Source document:
§

Truist Park

Atlanta Braves

Oh how I wanted to hate this park.

Turner Field was a perfectly fine place to watch a game and moving out of a 20-year-old stadium seemed utterly wasteful. Sure Turner needed millions in infrastructure upgrades, but surely that’s more cost effective than a brand new park? Some claim the premature move was because the Braves believed their fans would feel more comfortable in a stadium in a “safer” neighborhood. Others believe that the city of Atlanta, after throwing money at the Falcons’ new palace, dragged their heels for too long and lost a game of chicken with the Braves. Regardless, it seemed too soon to punt on the old park.

I’ve never been a big fan of suburban parks. I believe a sports team reflects its city, and they should do so in the city. Furthermore, suburban parks are usually “drive to’s” meaning you’re severely limiting your beer consumption. As well, the best baseball experiences are found in thriving neighborhoods where the festivities can start pre-game and continue post-game; suburban parks are usually surrounded by parking lots. The Braves decided they would overcome the latter issue by manufacturing a neighborhood around the park. Before visiting “The Battery”, the concept of an artificial and contrived neighborhood experience got a big “Ugh” out me. I was hoping for it to fail.

§

Tasks to complete:
(a) For each statement about the Truist Park review, answer yes or no and quote the exact words of the review that settle it: (i) The writer describes Turner Field as a 20-year-old stadium. (ii) The writer has long been a fan of suburban parks. (iii) The writer hoped The Battery would succeed.
(b) Transcribe the Truist Park review without changes, starting at the words "I’ve never been" and ending after "it to fail.".
The records have no connection to the Truist Park review.

§

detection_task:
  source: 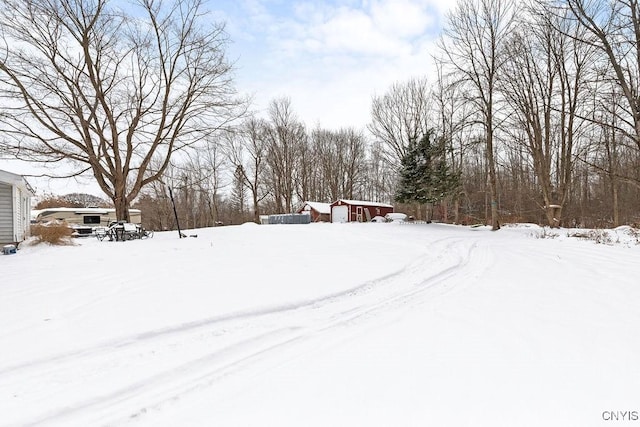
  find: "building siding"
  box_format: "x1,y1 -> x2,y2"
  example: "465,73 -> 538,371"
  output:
0,183 -> 15,243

§

Written responses:
(a)
(i) Yes: "moving out of a 20-year-old stadium seemed utterly wasteful"
(ii) No: "I’ve never been a big fan of suburban parks."
(iii) No: "I was hoping for it to fail."

(b)
I’ve never been a big fan of suburban parks. I believe a sports team reflects its city, and they should do so in the city. Furthermore, suburban parks are usually “drive to’s” meaning you’re severely limiting your beer consumption. As well, the best baseball experiences are found in thriving neighborhoods where the festivities can start pre-game and continue post-game; suburban parks are usually surrounded by parking lots. The Braves decided they would overcome the latter issue by manufacturing a neighborhood around the park. Before visiting “The Battery”, the concept of an artificial and contrived neighborhood experience got a big “Ugh” out me. I was hoping for it to fail.